Written instruction A:
Copy word for word the portion of the article on the Red Lodge program that begins with the words "It was her first" and ends with the words "for human consumption.".
— start of Source document —
Ask Myrna Taylor Crazy Bull what it’s like to come back home after being surrounded 24 hours a day by barbed wire and steel bars, and like many of Oregon’s other Native women prisoners she will tell you: It’s like staying at Red Lodge.
Crazy Bull, a Cherokee, was incarcerated on alcohol-related charges in Oregon’s Coffee Creek Correctional Facility, a “negative, gray, ugly” women’s prison, in 2004. “It was a place without humanity,” she says.
It was her first contact with the legal system after a life spent raising her family. On arrival she was strip-searched, told to keep to herself and thrust into a huge, noisy concrete room. She says making alliances with other inmates was discouraged and a few of the officers seemed bent on humiliating the prisoners. During her stint working in the prison kitchen she says she helped prepare fish that came out of cartons marked, fish bait, not suitable for human consumption.
She says volunteers from Red Lodge Transition Services came in to Coffee Creek every month as part of their program serving Oregon’s incarcerated Native women to conduct a sweat lodge ceremony. “It was like going home,” says Crazy Bull. “In the lodge, you can put all those things away, on the rocks. It was the one thing that held me together while I was there.”
Red Lodge is a program designed to help people newly released from prison reenter society. Carma Corcoran, the Chippewa/Cree chair of the Red Lodge board, says the program evolved from Native women doing work in the prisons more than a decade ago. The mission, she says, is to reduce recidivism, prevent intergenerational incarceration and advocate for religious freedom and human rights in Oregon’s Department of Corrections.
Corcoran, who is also the Indian law program coordinator at Lewis & Clark Law School, says Red Lodge is currently providing direct services for eight women, and to date has helped about 60 women, with what she claims is an 80 percent success rate. “There’s no cutoff date, which speaks to the Native Americanway of doing things,” says Corcoran. “I still have contact with women who have been out four to five years. As their journey to self-sufficiency grows, they don’t need us on a daily basis, but we’re here.”
— end of Source document —
— start of Information shown —
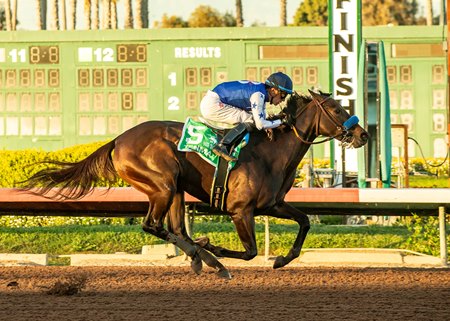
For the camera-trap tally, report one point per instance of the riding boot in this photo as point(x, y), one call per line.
point(223, 148)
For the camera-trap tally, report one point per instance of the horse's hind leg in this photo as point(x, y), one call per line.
point(176, 226)
point(245, 227)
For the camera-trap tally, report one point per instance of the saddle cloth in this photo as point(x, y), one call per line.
point(199, 138)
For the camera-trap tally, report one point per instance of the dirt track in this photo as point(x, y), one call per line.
point(175, 293)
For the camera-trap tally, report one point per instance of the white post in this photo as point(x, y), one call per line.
point(266, 239)
point(442, 236)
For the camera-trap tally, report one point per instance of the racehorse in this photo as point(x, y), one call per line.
point(146, 156)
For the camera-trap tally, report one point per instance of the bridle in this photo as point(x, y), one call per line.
point(343, 129)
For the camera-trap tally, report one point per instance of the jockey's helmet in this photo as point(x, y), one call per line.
point(280, 81)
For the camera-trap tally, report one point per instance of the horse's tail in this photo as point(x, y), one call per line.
point(73, 180)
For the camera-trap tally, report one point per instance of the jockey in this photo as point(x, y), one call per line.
point(244, 103)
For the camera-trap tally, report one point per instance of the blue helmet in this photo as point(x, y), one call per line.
point(280, 81)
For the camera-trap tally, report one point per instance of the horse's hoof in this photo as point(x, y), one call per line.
point(224, 274)
point(202, 241)
point(196, 264)
point(279, 262)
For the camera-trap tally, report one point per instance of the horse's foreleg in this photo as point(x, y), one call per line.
point(177, 226)
point(245, 227)
point(286, 211)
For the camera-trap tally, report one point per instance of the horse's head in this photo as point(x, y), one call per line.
point(328, 118)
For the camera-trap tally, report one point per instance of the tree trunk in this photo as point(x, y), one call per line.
point(429, 14)
point(95, 15)
point(63, 24)
point(113, 18)
point(54, 19)
point(128, 19)
point(106, 14)
point(14, 15)
point(8, 15)
point(283, 20)
point(72, 15)
point(239, 16)
point(141, 17)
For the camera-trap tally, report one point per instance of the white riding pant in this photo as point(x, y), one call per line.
point(213, 109)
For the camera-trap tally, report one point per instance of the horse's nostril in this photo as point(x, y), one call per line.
point(365, 136)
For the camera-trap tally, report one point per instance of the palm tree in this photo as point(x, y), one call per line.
point(8, 15)
point(63, 24)
point(72, 16)
point(14, 15)
point(41, 12)
point(106, 14)
point(141, 20)
point(113, 14)
point(128, 19)
point(87, 14)
point(283, 21)
point(239, 17)
point(95, 14)
point(54, 17)
point(429, 9)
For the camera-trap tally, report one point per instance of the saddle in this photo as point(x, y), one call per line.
point(200, 138)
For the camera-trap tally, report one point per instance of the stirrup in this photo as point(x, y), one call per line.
point(221, 151)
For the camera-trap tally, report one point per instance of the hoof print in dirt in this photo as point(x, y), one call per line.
point(70, 287)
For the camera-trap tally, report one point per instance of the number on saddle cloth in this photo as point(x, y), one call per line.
point(198, 137)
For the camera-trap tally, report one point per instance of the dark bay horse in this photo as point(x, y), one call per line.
point(146, 157)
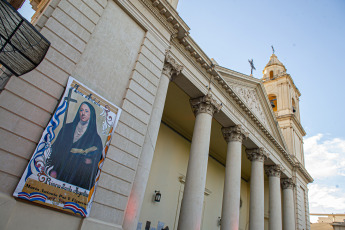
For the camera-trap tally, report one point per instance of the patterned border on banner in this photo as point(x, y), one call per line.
point(39, 183)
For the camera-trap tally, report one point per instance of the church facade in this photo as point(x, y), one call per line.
point(197, 145)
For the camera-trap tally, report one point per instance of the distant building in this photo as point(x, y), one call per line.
point(198, 146)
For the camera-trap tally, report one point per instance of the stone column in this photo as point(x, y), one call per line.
point(170, 69)
point(288, 205)
point(257, 206)
point(273, 172)
point(193, 195)
point(231, 196)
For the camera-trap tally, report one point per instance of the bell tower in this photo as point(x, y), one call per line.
point(284, 98)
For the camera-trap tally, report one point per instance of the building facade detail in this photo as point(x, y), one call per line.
point(287, 183)
point(158, 139)
point(258, 154)
point(234, 133)
point(250, 98)
point(205, 104)
point(171, 68)
point(273, 170)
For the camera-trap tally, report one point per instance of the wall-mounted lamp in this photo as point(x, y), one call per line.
point(219, 221)
point(158, 196)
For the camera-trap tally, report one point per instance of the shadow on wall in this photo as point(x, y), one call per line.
point(160, 226)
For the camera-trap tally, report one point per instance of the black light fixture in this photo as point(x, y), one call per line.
point(158, 196)
point(22, 47)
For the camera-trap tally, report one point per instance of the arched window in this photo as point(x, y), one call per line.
point(294, 109)
point(273, 101)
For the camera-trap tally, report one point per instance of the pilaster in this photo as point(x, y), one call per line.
point(257, 208)
point(273, 172)
point(171, 68)
point(232, 184)
point(193, 195)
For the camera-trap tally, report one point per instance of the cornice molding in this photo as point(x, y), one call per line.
point(234, 133)
point(167, 16)
point(298, 166)
point(205, 104)
point(287, 183)
point(293, 118)
point(273, 170)
point(258, 154)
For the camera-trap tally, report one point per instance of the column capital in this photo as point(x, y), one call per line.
point(205, 104)
point(258, 154)
point(171, 67)
point(287, 183)
point(273, 170)
point(234, 133)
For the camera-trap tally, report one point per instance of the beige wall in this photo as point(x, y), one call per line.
point(99, 44)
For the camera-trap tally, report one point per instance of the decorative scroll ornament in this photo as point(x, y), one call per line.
point(273, 170)
point(171, 67)
point(258, 154)
point(234, 133)
point(205, 104)
point(287, 183)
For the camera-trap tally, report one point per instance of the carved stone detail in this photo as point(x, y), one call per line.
point(287, 183)
point(273, 170)
point(171, 67)
point(234, 133)
point(258, 154)
point(250, 98)
point(205, 104)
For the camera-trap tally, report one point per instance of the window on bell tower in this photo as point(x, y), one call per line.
point(273, 101)
point(293, 106)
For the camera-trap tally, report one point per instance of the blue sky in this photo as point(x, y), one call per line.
point(308, 37)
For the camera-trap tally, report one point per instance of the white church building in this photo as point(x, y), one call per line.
point(197, 145)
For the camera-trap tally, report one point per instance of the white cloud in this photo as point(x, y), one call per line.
point(325, 161)
point(326, 199)
point(324, 158)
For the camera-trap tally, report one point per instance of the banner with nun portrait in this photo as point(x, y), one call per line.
point(65, 168)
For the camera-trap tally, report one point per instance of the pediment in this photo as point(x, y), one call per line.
point(253, 94)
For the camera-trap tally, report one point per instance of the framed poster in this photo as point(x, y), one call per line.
point(66, 165)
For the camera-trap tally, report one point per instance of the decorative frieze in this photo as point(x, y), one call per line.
point(287, 183)
point(205, 104)
point(171, 67)
point(258, 154)
point(250, 98)
point(273, 170)
point(234, 133)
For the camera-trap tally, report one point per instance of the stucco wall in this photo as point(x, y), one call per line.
point(167, 175)
point(101, 45)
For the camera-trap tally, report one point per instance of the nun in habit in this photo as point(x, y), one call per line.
point(77, 150)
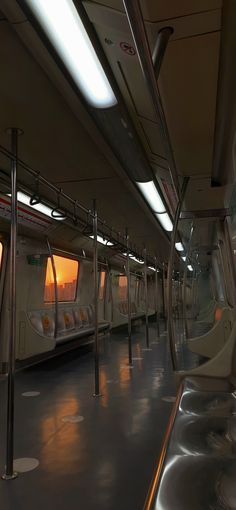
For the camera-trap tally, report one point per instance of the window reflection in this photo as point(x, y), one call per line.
point(122, 291)
point(66, 276)
point(102, 284)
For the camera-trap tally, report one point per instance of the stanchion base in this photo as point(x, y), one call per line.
point(10, 477)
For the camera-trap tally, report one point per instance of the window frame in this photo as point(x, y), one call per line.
point(58, 254)
point(120, 287)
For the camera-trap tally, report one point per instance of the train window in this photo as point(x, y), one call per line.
point(1, 252)
point(122, 292)
point(102, 281)
point(66, 275)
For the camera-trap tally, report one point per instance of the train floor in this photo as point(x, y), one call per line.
point(93, 453)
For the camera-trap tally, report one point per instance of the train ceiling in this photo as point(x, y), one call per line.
point(60, 138)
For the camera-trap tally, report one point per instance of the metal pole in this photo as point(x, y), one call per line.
point(55, 286)
point(128, 299)
point(156, 300)
point(230, 258)
point(163, 293)
point(146, 297)
point(138, 29)
point(10, 474)
point(185, 280)
point(160, 48)
point(170, 322)
point(95, 275)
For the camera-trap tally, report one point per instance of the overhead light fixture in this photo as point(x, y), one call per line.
point(139, 261)
point(150, 192)
point(165, 221)
point(132, 257)
point(44, 209)
point(179, 247)
point(153, 198)
point(102, 240)
point(61, 22)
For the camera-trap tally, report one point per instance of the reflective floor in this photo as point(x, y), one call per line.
point(104, 456)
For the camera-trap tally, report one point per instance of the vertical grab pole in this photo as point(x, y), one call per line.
point(10, 474)
point(156, 300)
point(163, 293)
point(95, 274)
point(128, 299)
point(54, 272)
point(146, 297)
point(170, 322)
point(185, 280)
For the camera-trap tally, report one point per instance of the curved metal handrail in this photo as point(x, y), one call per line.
point(137, 26)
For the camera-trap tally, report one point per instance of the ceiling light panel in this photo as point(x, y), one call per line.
point(62, 24)
point(149, 191)
point(179, 247)
point(43, 209)
point(165, 221)
point(103, 241)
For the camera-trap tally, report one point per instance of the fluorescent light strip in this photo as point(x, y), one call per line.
point(179, 247)
point(103, 241)
point(150, 193)
point(139, 261)
point(165, 221)
point(132, 257)
point(62, 24)
point(152, 196)
point(44, 209)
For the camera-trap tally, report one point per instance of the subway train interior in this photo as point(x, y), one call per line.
point(118, 254)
— end of Information shown —
Written instruction B:
Quote from the records the lines starting with the one that contains "of the pediment" and ending with the one that contains "point(66, 165)".

Correct answer A:
It was her first contact with the legal system after a life spent raising her family. On arrival she was strip-searched, told to keep to herself and thrust into a huge, noisy concrete room. She says making alliances with other inmates was discouraged and a few of the officers seemed bent on humiliating the prisoners. During her stint working in the prison kitchen she says she helped prepare fish that came out of cartons marked, fish bait, not suitable for human consumption.

Correct answer B:
For the camera-trap tally, report one point per instance of the pediment in this photo as point(x, y), one call per line.
point(253, 94)
For the camera-trap tally, report one point per instance of the framed poster in this photo as point(x, y), one call per line.
point(66, 165)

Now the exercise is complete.